— Begin DATA SUPPLIED —

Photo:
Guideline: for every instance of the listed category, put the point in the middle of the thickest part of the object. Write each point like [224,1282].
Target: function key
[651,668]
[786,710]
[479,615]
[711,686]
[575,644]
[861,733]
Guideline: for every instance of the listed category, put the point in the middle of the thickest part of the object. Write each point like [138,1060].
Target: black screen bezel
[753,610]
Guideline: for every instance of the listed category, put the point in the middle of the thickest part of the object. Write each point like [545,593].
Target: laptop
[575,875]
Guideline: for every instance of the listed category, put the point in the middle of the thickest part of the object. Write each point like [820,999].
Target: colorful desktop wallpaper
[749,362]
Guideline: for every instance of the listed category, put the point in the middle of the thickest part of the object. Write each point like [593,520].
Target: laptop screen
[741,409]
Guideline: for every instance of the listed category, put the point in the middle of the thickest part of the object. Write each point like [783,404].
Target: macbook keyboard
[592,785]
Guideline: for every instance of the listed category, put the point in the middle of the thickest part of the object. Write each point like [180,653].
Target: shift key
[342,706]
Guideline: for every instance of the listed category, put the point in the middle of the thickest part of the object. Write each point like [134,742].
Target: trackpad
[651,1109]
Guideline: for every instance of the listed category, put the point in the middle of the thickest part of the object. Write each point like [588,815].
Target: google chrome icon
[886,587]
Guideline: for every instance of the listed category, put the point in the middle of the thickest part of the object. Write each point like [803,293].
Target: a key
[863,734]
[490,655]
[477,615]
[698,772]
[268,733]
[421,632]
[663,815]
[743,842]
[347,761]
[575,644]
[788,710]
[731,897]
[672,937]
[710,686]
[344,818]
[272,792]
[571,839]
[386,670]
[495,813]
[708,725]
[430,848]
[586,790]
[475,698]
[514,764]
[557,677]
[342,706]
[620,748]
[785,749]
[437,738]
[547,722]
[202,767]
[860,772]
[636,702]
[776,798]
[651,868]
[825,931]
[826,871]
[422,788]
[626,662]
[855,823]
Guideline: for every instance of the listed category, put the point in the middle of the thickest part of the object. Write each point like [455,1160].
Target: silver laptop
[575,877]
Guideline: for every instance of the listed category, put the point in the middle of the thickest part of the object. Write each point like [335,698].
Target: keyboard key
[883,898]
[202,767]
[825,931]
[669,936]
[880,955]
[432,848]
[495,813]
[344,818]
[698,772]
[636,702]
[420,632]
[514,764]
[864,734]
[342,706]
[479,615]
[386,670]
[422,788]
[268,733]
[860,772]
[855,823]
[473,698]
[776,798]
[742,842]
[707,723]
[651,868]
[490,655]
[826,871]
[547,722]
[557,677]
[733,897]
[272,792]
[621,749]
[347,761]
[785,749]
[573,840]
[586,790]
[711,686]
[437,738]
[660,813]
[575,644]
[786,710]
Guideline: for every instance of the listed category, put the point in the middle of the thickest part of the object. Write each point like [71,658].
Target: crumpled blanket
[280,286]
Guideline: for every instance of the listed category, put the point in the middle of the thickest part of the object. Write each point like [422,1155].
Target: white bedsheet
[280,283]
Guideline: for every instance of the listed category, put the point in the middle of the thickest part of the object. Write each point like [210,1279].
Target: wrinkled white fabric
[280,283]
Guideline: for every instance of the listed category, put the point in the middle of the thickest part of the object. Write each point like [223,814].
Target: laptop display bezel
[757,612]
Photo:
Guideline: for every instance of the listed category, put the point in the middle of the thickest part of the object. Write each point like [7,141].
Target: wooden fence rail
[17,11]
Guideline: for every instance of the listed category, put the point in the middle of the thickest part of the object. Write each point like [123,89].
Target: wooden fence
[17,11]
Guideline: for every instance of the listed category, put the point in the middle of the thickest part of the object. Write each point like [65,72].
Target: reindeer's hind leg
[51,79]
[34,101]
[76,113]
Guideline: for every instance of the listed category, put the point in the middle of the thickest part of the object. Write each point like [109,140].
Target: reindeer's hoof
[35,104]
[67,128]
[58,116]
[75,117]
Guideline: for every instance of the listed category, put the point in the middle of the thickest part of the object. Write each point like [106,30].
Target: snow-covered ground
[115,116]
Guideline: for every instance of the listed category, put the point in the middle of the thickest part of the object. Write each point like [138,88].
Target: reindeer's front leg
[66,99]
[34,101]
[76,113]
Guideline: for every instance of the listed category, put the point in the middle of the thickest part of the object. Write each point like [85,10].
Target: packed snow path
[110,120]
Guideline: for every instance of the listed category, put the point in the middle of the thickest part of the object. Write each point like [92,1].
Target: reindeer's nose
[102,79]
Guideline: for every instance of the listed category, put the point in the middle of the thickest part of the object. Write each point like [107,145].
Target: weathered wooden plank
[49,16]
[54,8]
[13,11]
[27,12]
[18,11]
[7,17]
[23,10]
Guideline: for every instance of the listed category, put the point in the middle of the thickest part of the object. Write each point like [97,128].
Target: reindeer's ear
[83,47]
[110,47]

— End DATA SUPPLIED —

Present every line of the entries above as a numbered list, leaving out any blank lines.

1. Photo:
2. Guideline: for every instance of the listed category, put the point in the middle of the thickest part of the object. Write each point like [224,1282].
3. Target: function key
4. [651,668]
5. [786,710]
6. [479,615]
7. [711,686]
8. [575,644]
9. [861,733]
10. Guideline: for every instance of the listed category, put the point in the middle of the thickest part of the object. Write each point like [138,1060].
11. Target: black screen bezel
12. [753,610]
13. Guideline: for every instance of the listed category, put the point in the middle of the thickest part of the object. Write each point like [545,593].
14. Target: laptop
15. [575,875]
16. Guideline: for every instance of the listed category, put the point in the middle of the thickest part of the object. Write each point like [820,999].
17. Target: colorful desktop wallpaper
18. [749,362]
19. Guideline: for every instance of the listed category, put the point in the middle of the thickest part of the object. Write each point like [593,520].
20. Target: laptop screen
21. [741,409]
22. Guideline: for every instance of the listed category, put the point in the middle of the thickest part of the object. Write each point like [783,404].
23. Target: macbook keyboard
24. [592,785]
25. Guideline: for every instance of the listed category, put the point in the middle of the thickest part of the object. Write each point like [180,653].
26. Target: shift key
27. [342,706]
28. Guideline: for every instance of the listed category, put the point in the middle of the thickest part of the object. Write each point like [134,742].
29. Target: trackpad
30. [651,1109]
31. Guideline: for every instance of the listed category, put the point in the middle of the thickest part of the object. Write each point like [588,815].
32. Target: google chrome icon
33. [886,587]
34. Guideline: for every instance of the listed category, put the point in the middle of the thickest part of the object. Write each point like [803,293].
35. Target: a key
36. [863,734]
37. [490,655]
38. [477,615]
39. [698,772]
40. [268,733]
41. [421,632]
42. [663,815]
43. [743,842]
44. [347,761]
45. [575,644]
46. [788,710]
47. [731,897]
48. [672,937]
49. [710,686]
50. [344,818]
51. [272,792]
52. [571,839]
53. [386,670]
54. [495,813]
55. [708,725]
56. [430,848]
57. [586,790]
58. [475,698]
59. [514,764]
60. [557,677]
61. [342,706]
62. [620,748]
63. [785,749]
64. [437,738]
65. [547,722]
66. [202,767]
67. [860,772]
68. [636,702]
69. [776,798]
70. [651,868]
71. [825,931]
72. [826,871]
73. [422,788]
74. [626,662]
75. [855,823]
76. Guideline: for every instance of the listed category, put the point in the middle of the thickest part of the object. Write each point like [455,1160].
77. Target: silver laptop
78. [575,877]
79. Guideline: for every instance of the listed category, put the point in the middle of the thickest part of the object. Write each point like [335,698].
80. Target: keyboard key
81. [883,898]
82. [202,767]
83. [825,931]
84. [669,936]
85. [880,955]
86. [432,848]
87. [495,813]
88. [344,818]
89. [698,772]
90. [636,702]
91. [420,632]
92. [514,764]
93. [864,734]
94. [342,706]
95. [479,615]
96. [386,670]
97. [422,788]
98. [268,733]
99. [860,772]
100. [855,823]
101. [473,698]
102. [776,798]
103. [742,842]
104. [707,723]
105. [651,868]
106. [490,655]
107. [826,871]
108. [547,722]
109. [557,677]
110. [733,897]
111. [272,792]
112. [621,749]
113. [347,761]
114. [785,749]
115. [573,840]
116. [586,790]
117. [711,686]
118. [437,738]
119. [660,813]
120. [575,644]
121. [786,710]
122. Guideline: for every instance of the listed category, put the point in the middle of the thickest part of the object. Write each point like [71,658].
123. Target: crumpled blanket
124. [280,286]
125. Guideline: for every instance of the listed category, put the point in the middle of the thickest part of the object. Write each point like [422,1155].
126. Target: white bedsheet
127. [280,283]
128. Guideline: for every instance of the listed category, put the point in the middle of the thickest part of the object. Write each point like [210,1279].
129. Target: wrinkled white fabric
130. [280,283]
131. Guideline: for every instance of the listed category, put the point in the middle of the thickest part of the object. Write each point like [223,814].
132. Target: laptop display bezel
133. [757,612]
134. Photo:
135. Guideline: for every instance of the listed category, put the point in the middle of the thickest part of the object. Write each point like [7,141].
136. Target: wooden fence rail
137. [17,11]
138. Guideline: for every instance of the listed category, put the point in the middle of the thickest part of the object. Write each point like [123,89].
139. Target: wooden fence
140. [17,11]
141. Guideline: for every instance of the listed category, put the point in the middle of the thickest part of the object. Write each point like [65,72].
142. Target: reindeer's hind leg
143. [51,79]
144. [34,101]
145. [76,113]
146. Guideline: for every instance of the listed category, put the point in the middle of the thickest part of the object. Write each point like [109,140].
147. Target: reindeer's hoof
148. [35,104]
149. [67,128]
150. [58,116]
151. [75,117]
152. Guideline: for every instance of the listed category, put the point in the middle of the thickest part of the object. Write each point like [106,30].
153. Target: snow-covered ground
154. [115,116]
155. Guideline: for every instance of the listed category, put the point in the middle of the thickest part of the object. Write each point like [138,88].
156. Target: reindeer's front leg
157. [66,99]
158. [34,101]
159. [76,113]
160. Guideline: for every instance of the listed category, put the point in the middle of the thickest part of the object. Write each point like [85,10].
161. Target: packed snow path
162. [110,120]
163. Guideline: for every instance of the listed category, put the point in the middle of the thickest part of the object. Write each point like [92,1].
164. Target: reindeer's nose
165. [102,79]
166. Guideline: for every instance of the listed category, put the point in the middle of the thickest part of the object. Write each point like [107,145].
167. Target: weathered wooden plank
168. [49,16]
169. [54,8]
170. [13,11]
171. [27,12]
172. [18,11]
173. [7,17]
174. [23,10]
175. Guideline: for every instance of the listed category, put the point in the middle of the thickest part of the object. Write each point like [97,128].
176. Target: reindeer's ear
177. [83,47]
178. [110,47]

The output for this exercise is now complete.